> What you need to do
Return every line of the rows below that contains the word "ceiling", copied unchanged.

--------

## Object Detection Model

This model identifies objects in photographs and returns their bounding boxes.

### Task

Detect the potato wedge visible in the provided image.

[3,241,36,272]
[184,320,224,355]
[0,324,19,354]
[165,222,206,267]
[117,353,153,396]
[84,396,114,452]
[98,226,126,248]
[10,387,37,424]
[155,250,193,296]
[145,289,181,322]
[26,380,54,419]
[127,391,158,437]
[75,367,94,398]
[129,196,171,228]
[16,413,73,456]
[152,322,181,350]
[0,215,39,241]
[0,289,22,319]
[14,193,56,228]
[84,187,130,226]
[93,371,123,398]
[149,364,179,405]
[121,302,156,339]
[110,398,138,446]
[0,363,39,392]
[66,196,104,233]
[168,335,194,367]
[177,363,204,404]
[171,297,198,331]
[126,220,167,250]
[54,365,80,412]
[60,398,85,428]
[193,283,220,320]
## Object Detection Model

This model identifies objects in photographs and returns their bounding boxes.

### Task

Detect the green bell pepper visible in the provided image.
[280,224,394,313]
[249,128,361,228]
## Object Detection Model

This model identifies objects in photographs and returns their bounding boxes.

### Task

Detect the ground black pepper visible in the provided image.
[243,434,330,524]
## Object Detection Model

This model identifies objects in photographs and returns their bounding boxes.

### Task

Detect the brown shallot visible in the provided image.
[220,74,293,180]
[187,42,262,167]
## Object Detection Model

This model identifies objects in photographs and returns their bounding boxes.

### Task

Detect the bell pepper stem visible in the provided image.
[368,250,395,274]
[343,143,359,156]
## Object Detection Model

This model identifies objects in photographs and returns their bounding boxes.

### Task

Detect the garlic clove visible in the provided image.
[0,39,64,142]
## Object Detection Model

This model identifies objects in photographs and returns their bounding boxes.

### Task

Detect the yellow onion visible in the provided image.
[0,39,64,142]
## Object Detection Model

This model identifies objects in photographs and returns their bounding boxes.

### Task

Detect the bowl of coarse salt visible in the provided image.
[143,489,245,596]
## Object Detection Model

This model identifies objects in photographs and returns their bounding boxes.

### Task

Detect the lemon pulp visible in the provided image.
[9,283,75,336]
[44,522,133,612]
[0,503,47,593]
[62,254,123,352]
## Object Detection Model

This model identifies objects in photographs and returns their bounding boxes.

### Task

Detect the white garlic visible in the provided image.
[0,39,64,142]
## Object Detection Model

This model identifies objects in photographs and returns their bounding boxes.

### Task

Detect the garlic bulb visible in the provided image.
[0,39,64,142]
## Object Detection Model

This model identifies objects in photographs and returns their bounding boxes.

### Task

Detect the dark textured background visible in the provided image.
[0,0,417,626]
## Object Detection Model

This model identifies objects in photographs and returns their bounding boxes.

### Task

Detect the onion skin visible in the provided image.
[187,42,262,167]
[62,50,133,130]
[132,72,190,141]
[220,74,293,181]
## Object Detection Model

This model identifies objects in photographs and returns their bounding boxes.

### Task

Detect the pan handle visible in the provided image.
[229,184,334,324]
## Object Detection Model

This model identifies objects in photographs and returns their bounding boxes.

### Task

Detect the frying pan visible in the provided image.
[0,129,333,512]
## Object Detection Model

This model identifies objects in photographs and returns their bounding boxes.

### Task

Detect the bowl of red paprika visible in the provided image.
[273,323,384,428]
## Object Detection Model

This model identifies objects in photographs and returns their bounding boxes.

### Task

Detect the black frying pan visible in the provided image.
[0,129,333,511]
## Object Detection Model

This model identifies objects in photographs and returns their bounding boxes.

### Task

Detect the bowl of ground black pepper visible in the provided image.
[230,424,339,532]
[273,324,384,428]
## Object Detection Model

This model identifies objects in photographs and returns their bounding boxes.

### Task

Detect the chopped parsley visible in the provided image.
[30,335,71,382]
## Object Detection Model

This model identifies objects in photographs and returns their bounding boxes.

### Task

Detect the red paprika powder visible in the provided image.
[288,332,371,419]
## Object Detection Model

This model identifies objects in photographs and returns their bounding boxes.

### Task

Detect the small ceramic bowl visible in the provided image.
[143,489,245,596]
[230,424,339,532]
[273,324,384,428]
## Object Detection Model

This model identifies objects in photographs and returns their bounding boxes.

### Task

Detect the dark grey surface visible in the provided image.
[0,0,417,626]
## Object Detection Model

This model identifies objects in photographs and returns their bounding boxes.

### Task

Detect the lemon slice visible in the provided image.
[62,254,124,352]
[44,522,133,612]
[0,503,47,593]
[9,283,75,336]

--------

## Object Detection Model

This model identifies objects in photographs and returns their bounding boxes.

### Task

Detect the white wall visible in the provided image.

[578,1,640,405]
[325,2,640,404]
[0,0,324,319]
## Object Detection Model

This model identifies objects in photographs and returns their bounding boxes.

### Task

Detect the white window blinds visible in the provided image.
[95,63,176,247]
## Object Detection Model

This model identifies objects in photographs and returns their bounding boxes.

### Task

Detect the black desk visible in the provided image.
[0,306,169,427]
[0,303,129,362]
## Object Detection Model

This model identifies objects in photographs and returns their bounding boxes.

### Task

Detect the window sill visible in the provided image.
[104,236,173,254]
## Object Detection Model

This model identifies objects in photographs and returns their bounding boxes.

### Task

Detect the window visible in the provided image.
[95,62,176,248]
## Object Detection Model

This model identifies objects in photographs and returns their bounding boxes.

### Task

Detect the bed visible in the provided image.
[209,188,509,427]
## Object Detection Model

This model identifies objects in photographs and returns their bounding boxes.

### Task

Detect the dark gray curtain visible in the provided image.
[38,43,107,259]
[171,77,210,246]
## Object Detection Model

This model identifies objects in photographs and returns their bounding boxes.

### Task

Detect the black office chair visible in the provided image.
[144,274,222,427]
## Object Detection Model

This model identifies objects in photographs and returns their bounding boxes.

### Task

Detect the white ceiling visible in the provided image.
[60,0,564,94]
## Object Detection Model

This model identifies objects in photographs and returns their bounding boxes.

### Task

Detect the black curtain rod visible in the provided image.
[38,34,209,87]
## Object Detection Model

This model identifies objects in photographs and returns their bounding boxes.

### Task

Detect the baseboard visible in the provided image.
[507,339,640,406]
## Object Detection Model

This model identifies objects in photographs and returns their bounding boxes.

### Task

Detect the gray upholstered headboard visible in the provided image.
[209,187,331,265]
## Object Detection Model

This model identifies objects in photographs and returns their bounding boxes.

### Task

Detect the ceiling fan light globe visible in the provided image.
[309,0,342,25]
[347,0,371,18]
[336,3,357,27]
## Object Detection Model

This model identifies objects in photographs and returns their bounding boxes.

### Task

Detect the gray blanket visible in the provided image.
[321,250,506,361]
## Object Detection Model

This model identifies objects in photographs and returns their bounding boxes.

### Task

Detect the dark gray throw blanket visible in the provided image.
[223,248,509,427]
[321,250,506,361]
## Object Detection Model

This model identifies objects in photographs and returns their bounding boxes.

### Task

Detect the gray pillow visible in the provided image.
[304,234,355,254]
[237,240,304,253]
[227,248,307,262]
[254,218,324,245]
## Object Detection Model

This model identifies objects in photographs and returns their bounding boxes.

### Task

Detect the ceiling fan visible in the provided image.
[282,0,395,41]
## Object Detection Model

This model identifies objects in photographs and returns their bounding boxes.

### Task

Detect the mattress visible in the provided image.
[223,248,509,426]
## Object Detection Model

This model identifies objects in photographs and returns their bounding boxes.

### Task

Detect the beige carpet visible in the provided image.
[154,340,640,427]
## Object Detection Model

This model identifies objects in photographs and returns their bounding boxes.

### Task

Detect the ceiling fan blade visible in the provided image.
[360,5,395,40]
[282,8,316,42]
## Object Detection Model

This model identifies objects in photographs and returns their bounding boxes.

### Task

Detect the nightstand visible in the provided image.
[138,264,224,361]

--------

> Finished task
Detect the white ceiling visible in the provided image.
Detect the ceiling fan light globe visible in the provided image.
Detect the ceiling fan visible in the provided image.
Detect the ceiling fan blade visible in the provided image.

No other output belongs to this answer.